• **Written exercise**
Write out the items word for word, starting with their first line and continuing through the line that contains "top-left (0, 270), bottom-right (82, 418)", with both of those lines included.

───── Provided data ─────

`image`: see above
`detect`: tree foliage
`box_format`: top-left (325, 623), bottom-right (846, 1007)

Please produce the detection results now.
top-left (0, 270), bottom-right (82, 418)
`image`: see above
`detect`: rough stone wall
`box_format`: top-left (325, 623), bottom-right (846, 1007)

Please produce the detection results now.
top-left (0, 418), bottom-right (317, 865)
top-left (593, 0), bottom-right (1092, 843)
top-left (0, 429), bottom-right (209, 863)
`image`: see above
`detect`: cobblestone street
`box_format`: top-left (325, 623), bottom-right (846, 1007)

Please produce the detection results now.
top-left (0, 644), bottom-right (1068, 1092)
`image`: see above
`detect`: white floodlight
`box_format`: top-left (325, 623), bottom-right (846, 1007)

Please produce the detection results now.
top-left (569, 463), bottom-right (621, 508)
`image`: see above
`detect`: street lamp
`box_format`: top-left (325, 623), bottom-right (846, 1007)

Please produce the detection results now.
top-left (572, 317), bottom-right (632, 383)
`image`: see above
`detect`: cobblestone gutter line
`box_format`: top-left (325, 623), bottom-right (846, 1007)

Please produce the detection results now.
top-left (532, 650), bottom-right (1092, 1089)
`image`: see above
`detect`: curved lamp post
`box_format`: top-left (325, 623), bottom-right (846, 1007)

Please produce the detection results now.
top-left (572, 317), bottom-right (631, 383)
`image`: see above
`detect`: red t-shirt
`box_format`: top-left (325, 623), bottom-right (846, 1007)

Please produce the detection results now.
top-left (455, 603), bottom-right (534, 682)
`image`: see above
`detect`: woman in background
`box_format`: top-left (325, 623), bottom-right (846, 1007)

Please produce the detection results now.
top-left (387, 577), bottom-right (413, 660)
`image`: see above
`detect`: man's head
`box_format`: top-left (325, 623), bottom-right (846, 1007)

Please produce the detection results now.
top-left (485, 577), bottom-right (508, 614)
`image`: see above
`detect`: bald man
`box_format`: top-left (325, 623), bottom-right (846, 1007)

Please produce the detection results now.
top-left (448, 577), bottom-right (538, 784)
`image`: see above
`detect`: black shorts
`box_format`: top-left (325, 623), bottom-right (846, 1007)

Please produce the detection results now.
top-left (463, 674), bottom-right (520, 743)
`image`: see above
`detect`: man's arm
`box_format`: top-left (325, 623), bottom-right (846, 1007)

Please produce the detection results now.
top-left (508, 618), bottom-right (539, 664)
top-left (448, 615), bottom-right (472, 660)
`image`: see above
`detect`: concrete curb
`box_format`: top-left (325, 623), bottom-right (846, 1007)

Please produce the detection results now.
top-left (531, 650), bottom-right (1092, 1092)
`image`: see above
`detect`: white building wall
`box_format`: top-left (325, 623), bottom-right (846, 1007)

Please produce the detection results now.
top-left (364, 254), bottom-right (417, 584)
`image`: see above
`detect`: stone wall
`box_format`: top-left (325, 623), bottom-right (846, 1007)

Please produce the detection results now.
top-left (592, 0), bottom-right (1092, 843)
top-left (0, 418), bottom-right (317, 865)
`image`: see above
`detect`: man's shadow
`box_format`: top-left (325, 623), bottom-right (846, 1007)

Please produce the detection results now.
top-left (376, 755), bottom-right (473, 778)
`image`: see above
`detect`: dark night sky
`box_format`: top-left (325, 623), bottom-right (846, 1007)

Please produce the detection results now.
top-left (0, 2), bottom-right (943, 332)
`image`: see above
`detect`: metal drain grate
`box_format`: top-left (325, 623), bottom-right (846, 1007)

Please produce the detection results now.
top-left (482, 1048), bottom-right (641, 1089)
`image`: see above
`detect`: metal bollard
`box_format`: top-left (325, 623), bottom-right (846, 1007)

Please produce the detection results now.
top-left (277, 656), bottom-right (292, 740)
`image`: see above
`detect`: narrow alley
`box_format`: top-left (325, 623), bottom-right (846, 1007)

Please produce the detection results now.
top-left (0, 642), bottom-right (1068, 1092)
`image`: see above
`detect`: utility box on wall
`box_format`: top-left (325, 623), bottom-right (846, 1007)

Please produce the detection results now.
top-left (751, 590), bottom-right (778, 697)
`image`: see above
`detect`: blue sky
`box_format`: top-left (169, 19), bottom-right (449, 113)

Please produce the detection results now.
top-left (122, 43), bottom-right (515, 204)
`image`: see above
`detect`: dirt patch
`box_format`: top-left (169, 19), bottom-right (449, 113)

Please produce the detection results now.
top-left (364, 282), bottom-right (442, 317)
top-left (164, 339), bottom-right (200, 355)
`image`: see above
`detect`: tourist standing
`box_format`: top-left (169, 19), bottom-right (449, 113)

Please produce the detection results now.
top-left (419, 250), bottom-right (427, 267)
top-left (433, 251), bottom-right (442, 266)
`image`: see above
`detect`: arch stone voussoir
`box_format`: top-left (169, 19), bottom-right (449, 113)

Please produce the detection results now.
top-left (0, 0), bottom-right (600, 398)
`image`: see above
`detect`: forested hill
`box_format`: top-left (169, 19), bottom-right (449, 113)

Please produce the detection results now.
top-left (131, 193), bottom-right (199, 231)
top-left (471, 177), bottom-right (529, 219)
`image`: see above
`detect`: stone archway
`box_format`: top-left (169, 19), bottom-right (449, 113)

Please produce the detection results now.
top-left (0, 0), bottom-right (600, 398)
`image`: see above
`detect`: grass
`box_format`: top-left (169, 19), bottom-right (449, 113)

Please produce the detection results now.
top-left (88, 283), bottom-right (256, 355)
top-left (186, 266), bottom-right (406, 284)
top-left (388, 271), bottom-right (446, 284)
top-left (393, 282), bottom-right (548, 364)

─────

• **Answer to this exercise**
`image`: see above
`detect`: tree foliage
`box_format`: top-left (325, 623), bottom-right (846, 1007)

Please produce the detection results now.
top-left (0, 270), bottom-right (82, 418)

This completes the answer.